* **PASSAGE**
== == ==

Anyway, back to Françoise. They stayed together for 10 years and, although they never married, she gave him two children, Claude and Paloma. After they separated, Picasso told all the art dealers he knew not to purchase her art. (Petty, petty man.) Two years after she ditched Picasso, she married another artist, Luc Simon, and had a third child, Aurelia, but their marriage only lasted seven years. Get this: Picasso convinced her to divorce Simon so she could marry Picasso and thus legally provide for the children, but he had already secretly married his model, Jacqueline Roque!
She got back at him, though, by writing the tell-all Life with Picasso, which sold more than a million copies, overcoming a lawsuit filed by him to keep it from being published. All the money she earned was used to help her children make a case to become Picasso's legal heirs. (He quit speaking to them after she wrote the book.) (Did I mention the word "petty"?)
But Françoise was not destined to be alone; seven years later, she met and married Jonas Salk! Yes, the polio vaccine guy. Their union lasted 25 years (until he died in 1995), although they spent at least half of every year apart while she traveled to paint in Paris, New York, and La Jolla, California.
During the 1980s and '90s, Gilot designed costumes, stage sets, and masks for productions at the Guggenheim in New York City. She also art-directed a scholarly journal and taught summer classes at the University of Southern California (USC).

== == ==

* **ASSIGNMENT A**
Which children of Françoise Gilot does the passage about her name?
* **ASSIGNMENT B**
Can you carry on the passage about Françoise Gilot from its final sentence?
The items that follow have nothing to do with the passage about Françoise Gilot.

== == ==

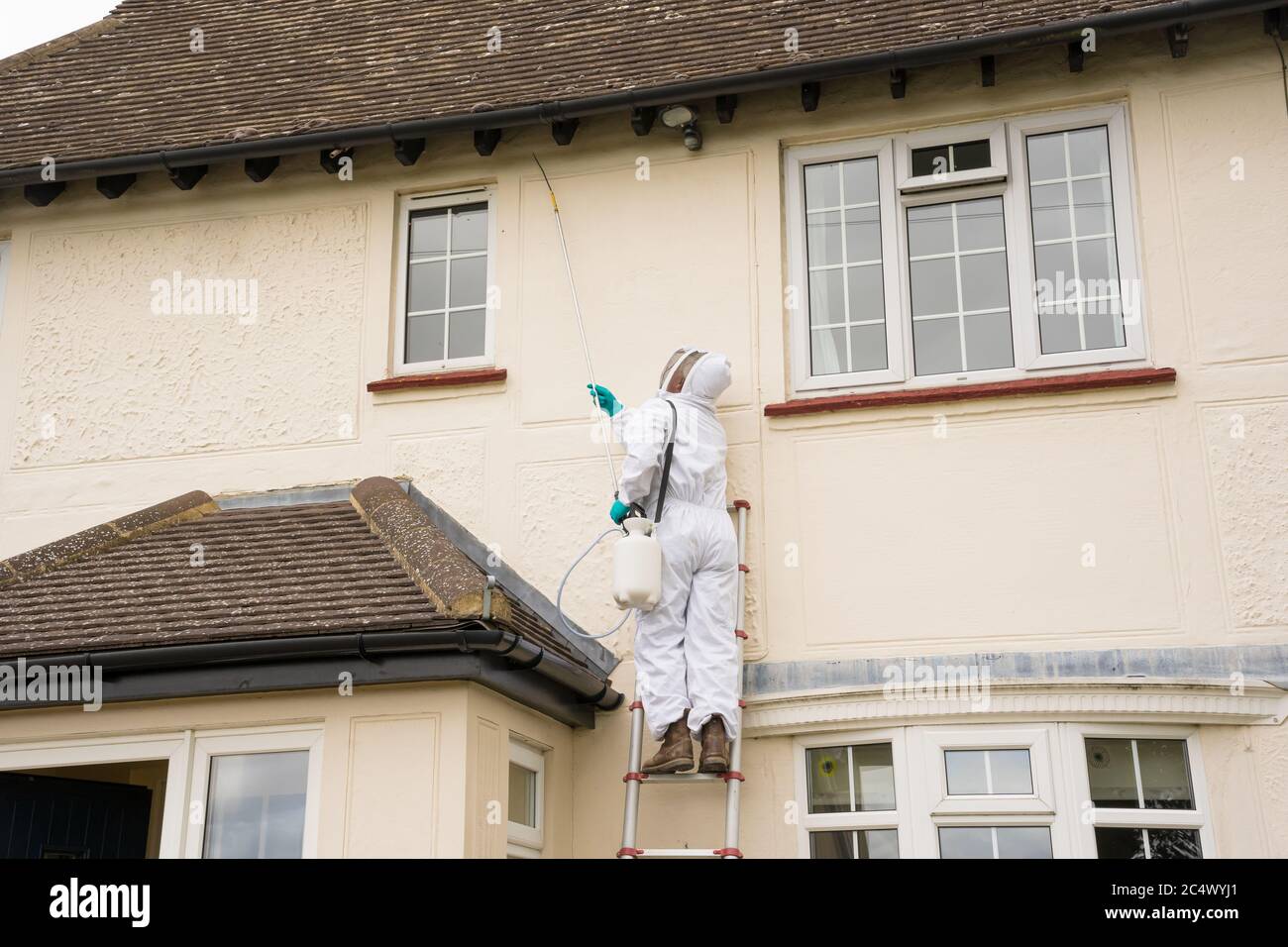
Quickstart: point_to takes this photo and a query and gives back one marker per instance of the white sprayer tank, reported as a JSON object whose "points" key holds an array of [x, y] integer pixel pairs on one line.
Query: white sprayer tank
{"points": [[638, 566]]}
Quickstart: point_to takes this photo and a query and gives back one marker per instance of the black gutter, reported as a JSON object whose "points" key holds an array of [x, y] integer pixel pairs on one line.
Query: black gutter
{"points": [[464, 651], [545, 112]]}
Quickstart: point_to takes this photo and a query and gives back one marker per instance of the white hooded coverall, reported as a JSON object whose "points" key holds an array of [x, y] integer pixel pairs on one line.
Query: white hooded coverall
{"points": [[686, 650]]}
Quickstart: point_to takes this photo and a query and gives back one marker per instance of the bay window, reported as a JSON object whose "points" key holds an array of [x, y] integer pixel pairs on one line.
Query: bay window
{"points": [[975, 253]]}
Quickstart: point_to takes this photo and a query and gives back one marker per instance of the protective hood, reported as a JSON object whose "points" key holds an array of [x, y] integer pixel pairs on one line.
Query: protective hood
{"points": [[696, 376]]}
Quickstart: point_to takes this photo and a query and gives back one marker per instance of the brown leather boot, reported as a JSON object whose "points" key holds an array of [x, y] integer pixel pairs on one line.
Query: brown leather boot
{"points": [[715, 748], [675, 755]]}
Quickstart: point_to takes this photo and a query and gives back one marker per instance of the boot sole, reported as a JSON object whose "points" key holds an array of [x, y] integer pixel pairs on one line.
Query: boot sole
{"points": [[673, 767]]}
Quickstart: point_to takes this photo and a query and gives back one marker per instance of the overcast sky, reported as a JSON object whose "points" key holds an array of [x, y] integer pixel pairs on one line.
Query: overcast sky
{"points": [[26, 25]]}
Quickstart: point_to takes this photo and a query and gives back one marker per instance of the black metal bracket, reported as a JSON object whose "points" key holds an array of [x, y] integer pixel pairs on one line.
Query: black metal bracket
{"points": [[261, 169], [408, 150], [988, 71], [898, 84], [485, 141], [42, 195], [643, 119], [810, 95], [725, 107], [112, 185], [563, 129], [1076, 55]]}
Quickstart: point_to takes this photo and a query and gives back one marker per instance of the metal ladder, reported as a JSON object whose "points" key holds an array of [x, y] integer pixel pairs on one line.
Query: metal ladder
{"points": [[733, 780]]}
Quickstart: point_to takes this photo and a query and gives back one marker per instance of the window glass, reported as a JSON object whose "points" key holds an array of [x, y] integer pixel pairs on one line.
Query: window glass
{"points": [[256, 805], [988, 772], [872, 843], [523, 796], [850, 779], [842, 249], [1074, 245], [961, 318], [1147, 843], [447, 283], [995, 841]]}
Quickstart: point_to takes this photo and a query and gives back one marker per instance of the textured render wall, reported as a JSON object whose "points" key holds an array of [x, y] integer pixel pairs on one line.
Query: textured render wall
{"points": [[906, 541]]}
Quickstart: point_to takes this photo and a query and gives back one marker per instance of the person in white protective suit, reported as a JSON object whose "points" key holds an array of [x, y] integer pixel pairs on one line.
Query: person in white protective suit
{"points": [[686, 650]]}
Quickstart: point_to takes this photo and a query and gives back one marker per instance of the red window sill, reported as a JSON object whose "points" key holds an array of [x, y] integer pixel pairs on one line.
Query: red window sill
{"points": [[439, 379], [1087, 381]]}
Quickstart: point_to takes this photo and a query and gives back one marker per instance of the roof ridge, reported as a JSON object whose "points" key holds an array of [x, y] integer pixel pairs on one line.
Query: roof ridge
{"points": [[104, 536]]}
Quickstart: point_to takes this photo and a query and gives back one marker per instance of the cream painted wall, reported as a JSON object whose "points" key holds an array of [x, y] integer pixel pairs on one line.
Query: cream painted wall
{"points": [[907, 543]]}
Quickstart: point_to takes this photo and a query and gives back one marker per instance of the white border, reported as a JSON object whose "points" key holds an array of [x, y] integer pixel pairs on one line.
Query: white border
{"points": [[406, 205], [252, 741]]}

== == ==

* **ANSWER A**
Claude, Paloma, Aurelia

* **ANSWER B**
She currently splits her time between New York and Paris (working for the Salk Institute), and continues to exhibit her work internationally. She is about to turn 100!
I set out to do one thing with this painting and ended up doing another, so it's sort of a mish-mash. I should have painted it in acrylic to achieve the style I wanted, but I just wasn't in the mood for the struggle, since I am not yet confident using acrylic, so I did it in watercolor and then tried to reproduce a few of the effects she puts into her portraits. I ended up painting a much more realistic portrait than I had planned, but with weird features like the purple around her eyes and the blue "halo" around her figure. She paints in solid swathes of color, breaking the face and figure down into simple sections, but it just didn't look right in watercolor the way I paint, so I ended up mostly blending. I think I caught her likeness pretty well anyway, though.
"Françoise Gilot"—pencil, watercolor, acrylic inks, white gesso, Posca pen, white gel pen, on 140-lb. Fluid hotpress (smooth) paper, about 8x11 inches.